§ **EXTRACT TO READ**:
The chapter covering the topics of Science and Scientific Research by Anol Bhattacherjee, begin with the question of “What is research?”, Bhattacherjee breaks the chapter into hierarchical topics starting with a basic understanding and definition of science to begin answering that question. He further goes into more depth covering fundamental aspects of scientific knowledge, scientific research, scientific method, the types of scientific research, and the history of scientific thought. In review of Bhattacherjee’s work, he thoroughly explained each section while providing relevant subject matter that related the topic to more easily understood concepts and not just in technical terms. This review will summarize the most relevant basic concepts that Bhattacherjee explained throughout the chapter.
Bhattacherjee begins by defining science into two broad categories, natural science and social science, with natural science being the science of naturally occurring objects or phenomena, and social science being the science of people or collections of people and their individual collective behavior. Natural science can be described in more defined categories like, physical sciences like physics or chemistry, earth sciences like geology, and life sciences like biology. Social science involves “the science of people or collections… of people and their individual or collective behavior.” These can be defined into sub-classes such as psychology, sociology and economics.

§ **THE PROBLEM**: Extract everything in the review from "The chapter covering" down to "throughout the chapter.", copying the words unchanged. The records aren't needed for this.

§ **Stored records**:
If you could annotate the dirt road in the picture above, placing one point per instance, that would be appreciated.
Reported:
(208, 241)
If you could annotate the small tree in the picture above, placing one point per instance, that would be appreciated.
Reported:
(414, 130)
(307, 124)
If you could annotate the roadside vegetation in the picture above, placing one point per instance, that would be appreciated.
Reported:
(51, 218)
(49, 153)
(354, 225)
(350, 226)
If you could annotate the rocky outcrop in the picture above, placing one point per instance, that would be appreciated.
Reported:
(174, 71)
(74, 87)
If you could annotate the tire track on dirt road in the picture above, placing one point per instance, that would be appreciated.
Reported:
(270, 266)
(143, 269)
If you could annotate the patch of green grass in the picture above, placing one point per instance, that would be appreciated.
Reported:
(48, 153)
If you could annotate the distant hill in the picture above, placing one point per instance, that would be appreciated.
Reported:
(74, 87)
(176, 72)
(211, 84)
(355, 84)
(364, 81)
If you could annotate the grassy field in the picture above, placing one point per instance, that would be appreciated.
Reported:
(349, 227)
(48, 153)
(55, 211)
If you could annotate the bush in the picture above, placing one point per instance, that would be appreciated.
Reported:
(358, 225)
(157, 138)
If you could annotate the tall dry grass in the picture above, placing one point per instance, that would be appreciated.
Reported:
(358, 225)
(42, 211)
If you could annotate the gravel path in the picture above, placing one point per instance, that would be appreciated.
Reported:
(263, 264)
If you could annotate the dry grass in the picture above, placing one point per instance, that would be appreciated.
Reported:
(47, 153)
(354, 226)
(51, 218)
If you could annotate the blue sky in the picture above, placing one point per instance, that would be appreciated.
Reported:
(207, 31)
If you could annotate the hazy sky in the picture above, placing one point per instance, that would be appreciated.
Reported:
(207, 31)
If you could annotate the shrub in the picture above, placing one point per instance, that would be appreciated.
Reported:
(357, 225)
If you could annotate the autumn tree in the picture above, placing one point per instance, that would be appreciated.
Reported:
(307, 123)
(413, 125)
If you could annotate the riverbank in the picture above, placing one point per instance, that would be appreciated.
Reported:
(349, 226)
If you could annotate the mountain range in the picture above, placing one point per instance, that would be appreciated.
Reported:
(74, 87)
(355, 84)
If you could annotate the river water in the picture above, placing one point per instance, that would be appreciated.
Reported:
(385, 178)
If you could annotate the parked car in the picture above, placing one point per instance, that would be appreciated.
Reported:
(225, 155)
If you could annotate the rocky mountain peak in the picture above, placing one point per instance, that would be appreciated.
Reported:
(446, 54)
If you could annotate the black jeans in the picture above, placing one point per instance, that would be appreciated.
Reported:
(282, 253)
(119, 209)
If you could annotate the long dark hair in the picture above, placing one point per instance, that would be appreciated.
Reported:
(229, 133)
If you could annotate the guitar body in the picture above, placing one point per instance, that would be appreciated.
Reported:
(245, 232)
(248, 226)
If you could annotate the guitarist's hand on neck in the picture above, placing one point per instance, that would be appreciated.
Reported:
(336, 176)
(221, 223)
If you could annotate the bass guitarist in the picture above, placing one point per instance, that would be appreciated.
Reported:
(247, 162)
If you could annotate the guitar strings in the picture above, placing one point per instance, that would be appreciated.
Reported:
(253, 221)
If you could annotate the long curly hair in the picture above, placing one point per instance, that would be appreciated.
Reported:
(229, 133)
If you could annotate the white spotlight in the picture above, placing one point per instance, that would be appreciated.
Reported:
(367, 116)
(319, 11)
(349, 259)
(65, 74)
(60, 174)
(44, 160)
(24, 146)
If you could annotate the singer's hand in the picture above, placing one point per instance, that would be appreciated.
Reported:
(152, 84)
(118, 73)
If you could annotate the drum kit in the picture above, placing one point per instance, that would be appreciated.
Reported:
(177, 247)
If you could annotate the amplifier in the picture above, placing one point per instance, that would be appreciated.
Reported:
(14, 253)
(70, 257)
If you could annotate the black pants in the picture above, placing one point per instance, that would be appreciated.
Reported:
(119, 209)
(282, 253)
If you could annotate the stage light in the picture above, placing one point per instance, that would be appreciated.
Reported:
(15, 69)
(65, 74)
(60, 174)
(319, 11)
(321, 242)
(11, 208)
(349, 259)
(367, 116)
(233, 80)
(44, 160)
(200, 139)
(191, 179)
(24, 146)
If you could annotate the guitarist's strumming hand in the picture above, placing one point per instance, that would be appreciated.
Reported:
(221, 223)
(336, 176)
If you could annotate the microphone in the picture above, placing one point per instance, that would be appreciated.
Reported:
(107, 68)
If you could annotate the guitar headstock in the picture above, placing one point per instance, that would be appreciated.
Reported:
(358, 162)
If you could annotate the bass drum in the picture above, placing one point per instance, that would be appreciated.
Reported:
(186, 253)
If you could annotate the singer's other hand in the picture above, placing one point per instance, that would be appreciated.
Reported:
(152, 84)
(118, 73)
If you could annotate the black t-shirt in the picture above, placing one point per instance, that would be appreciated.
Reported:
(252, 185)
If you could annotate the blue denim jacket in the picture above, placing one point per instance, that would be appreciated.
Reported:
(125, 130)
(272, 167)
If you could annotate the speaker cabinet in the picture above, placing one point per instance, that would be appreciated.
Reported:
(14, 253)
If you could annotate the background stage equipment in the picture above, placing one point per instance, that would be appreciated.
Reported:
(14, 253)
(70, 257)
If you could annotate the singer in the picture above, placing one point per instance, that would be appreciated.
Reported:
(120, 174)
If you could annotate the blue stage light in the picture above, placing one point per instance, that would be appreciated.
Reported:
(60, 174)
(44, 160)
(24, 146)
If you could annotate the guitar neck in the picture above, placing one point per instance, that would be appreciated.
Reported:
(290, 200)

§ **RESULT FOR THIS EXERCISE**:
The chapter covering the topics of Science and Scientific Research by Anol Bhattacherjee, begin with the question of “What is research?”, Bhattacherjee breaks the chapter into hierarchical topics starting with a basic understanding and definition of science to begin answering that question. He further goes into more depth covering fundamental aspects of scientific knowledge, scientific research, scientific method, the types of scientific research, and the history of scientific thought. In review of Bhattacherjee’s work, he thoroughly explained each section while providing relevant subject matter that related the topic to more easily understood concepts and not just in technical terms. This review will summarize the most relevant basic concepts that Bhattacherjee explained throughout the chapter.